● Selected passage:
========================================

In order to fully support the vCluster model, we rely on an immutable infrastructure approach. Immutability in IaC essentially means that once a configuration is generated for an image it is versioned and is never updated in place. A new version must be generated for even minor changes and patches. The idea is that there is always a state that can be restored. There are trade-offs with this approach, specifically maintaining a large number of states of machines. The advantages include autonomous and reproducible CI/CD pipelines by diverse teams. Typically, large-scale classic supercomputing installations follow a mutable model due to the complexities associated with upgrading the entire, vertically integrated stack. Different elements can be updated in a compute node image for instance, drivers, MPI libraries and security patches. Often this leads to untraceable and tedious debugging and troubleshooting on supercomputing platforms when regressions and errors are reported because it is impossible to go back to the previous known state of the system since it is not kept.
The resource plane is isolated and is separately managed from any of the vClusters. In fact, one way to view the distinction is that the system administration team is focused on managing the health of the resource plane components, and is responsible for change management and troubleshooting of resources independently of any of the top, X-as-a-Service (XaaS) layers. Each XaaS layer can be managed by different teams (roles), which do not have any privileged access to the resource plane. Thus, a role-based access control (RBAC) is a key requirement for implementing vClusters. RBAC is commonplace in the identity and access management (IAM) systems of cloud-native technologies while classic HPC uses a typical Unix style access model. IAM and change management of the resource plane and vCluster layers are distinct. Another characteristic feature of cloud-native solutions is MSA compliance where each microservice can be managed and updated independently. All microservices operate with a common IAM and security model based on RBAC and policies. Depending on the role, a microservice from each layer can be configured to obtain a platform service configuration such as an HPC platform or a canonical slurm cluster, or a complex data-driven middleware of the Grid platform, which itself is composed of multiple services including an HTC cluster. These details will be provided in the next sections.

========================================

● Materials provided:
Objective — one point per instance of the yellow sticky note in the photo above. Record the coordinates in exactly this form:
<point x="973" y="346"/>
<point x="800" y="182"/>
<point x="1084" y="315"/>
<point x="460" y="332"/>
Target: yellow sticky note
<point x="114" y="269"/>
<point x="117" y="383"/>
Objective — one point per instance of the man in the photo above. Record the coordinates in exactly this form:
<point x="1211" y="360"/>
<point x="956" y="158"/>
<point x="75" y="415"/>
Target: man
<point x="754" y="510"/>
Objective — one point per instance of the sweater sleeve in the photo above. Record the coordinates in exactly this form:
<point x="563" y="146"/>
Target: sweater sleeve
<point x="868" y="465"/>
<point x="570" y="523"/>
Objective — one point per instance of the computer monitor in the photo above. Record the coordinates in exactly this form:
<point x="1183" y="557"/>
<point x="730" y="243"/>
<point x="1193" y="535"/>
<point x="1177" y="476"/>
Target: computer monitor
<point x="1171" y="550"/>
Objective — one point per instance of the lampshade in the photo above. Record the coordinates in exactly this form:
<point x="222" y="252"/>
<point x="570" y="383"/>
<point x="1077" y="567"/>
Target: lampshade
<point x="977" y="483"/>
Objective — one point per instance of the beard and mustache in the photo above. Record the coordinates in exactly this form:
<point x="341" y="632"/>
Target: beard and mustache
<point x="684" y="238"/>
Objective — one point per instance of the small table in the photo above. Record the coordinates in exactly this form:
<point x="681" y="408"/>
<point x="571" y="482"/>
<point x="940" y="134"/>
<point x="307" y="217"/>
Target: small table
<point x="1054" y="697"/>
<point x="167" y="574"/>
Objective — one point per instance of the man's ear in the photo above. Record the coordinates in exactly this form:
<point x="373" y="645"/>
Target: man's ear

========================================

● Written instruction 1:
List every element that the passage on immutable infrastructure names as something that can be updated in a compute node image.
● Written instruction 2:
Rename "yellow" to "pink" in the stretch of the listing from its start through the line containing "Target: yellow sticky note", and give back that stretch with nothing else altered.

● Written solution 1:
drivers
MPI libraries
security patches

● Written solution 2:
Objective — one point per instance of the pink sticky note in the photo above. Record the coordinates in exactly this form:
<point x="973" y="346"/>
<point x="800" y="182"/>
<point x="1084" y="315"/>
<point x="460" y="332"/>
Target: pink sticky note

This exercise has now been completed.